═══ EXERCISE DATA
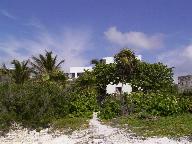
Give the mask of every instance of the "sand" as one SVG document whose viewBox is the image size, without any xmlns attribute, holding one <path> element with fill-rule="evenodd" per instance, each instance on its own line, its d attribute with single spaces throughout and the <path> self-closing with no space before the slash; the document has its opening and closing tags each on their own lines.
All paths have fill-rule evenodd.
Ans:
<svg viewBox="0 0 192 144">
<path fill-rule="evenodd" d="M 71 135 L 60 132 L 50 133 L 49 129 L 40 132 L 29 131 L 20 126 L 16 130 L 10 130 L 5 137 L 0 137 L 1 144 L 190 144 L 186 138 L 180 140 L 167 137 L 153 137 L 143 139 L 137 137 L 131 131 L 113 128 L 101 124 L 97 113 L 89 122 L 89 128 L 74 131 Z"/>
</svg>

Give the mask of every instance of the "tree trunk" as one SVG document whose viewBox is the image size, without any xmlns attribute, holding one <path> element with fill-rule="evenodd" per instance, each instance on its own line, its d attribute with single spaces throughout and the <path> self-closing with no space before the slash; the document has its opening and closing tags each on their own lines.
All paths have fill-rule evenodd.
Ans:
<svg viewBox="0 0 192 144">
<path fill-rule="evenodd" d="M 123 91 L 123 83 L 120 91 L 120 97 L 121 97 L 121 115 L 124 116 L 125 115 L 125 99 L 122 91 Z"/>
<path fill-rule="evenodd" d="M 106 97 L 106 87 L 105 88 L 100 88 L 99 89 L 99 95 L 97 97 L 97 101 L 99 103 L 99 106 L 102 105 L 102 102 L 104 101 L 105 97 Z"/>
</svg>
══════
● **TASK STATEMENT**
Look through the entries above and find each line where the word "slash" occurs; copy those lines.

● **EXERCISE SOLUTION**
Give the mask of every instance of the "sand" as one SVG document whose viewBox is the image size, without any xmlns attribute, holding one <path> element with fill-rule="evenodd" per instance, each instance on its own line, its d attribute with single spaces throughout and the <path> self-closing with no space before the slash; the document has its opening and closing tags each on their own lines.
Give the mask of every instance of the "tree trunk" as one SVG document whose viewBox is the image size, without any xmlns attribute, holding one <path> element with fill-rule="evenodd" per instance, each instance on its own line, its d attribute with single spaces throughout and the <path> self-closing with no space before the slash; the document has its opening and closing tags each on their own lines.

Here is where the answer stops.